▸ Exercise prompt:
Copy the data below, replacing "whisker" with "ear" and changing nothing else. Omit the pictures.

▸ Input rows:
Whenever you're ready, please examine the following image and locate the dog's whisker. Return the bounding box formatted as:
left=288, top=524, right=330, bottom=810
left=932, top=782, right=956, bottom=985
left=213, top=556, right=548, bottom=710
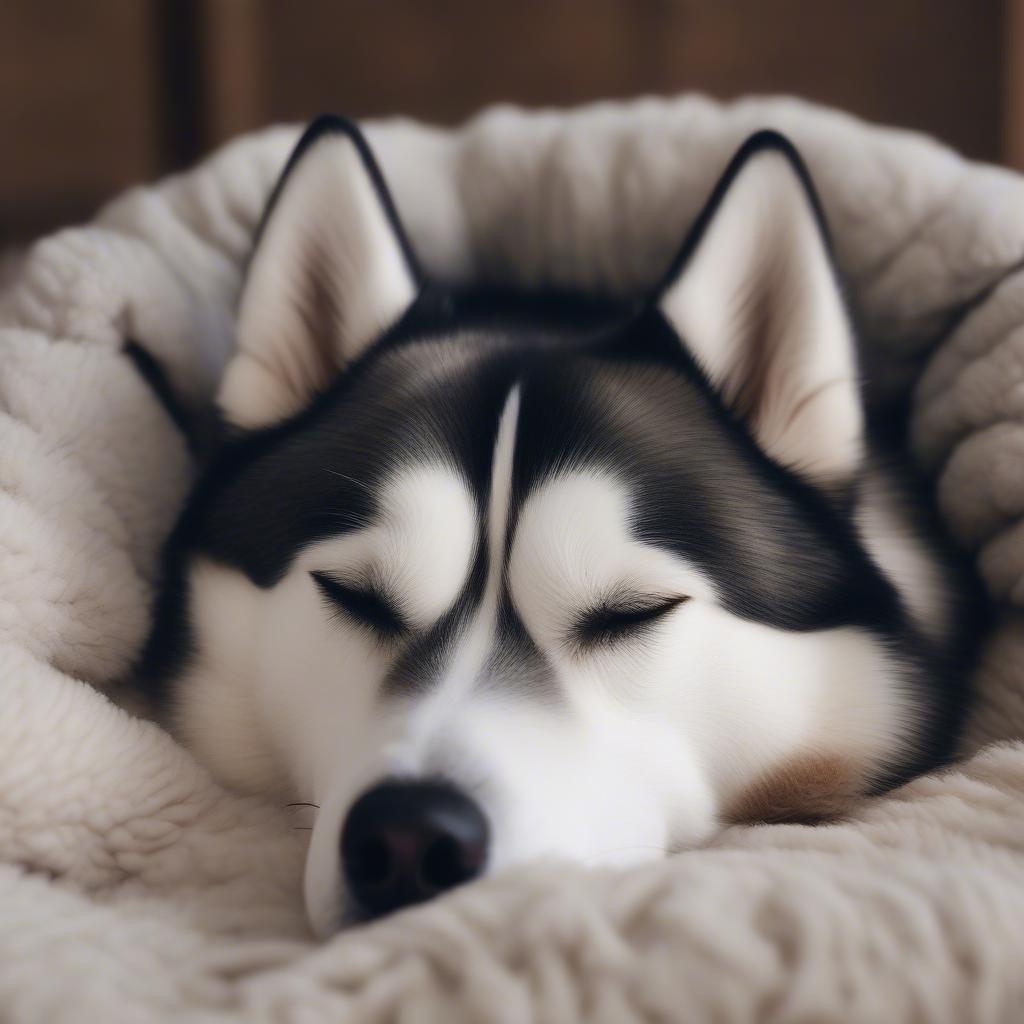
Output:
left=324, top=466, right=373, bottom=494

▸ Solution to the exercise:
Whenever you're ready, please examine the following image and locate the dog's ear. Return the bounding box formatted as:
left=288, top=524, right=330, bottom=810
left=932, top=782, right=956, bottom=985
left=213, top=556, right=548, bottom=710
Output:
left=324, top=466, right=373, bottom=494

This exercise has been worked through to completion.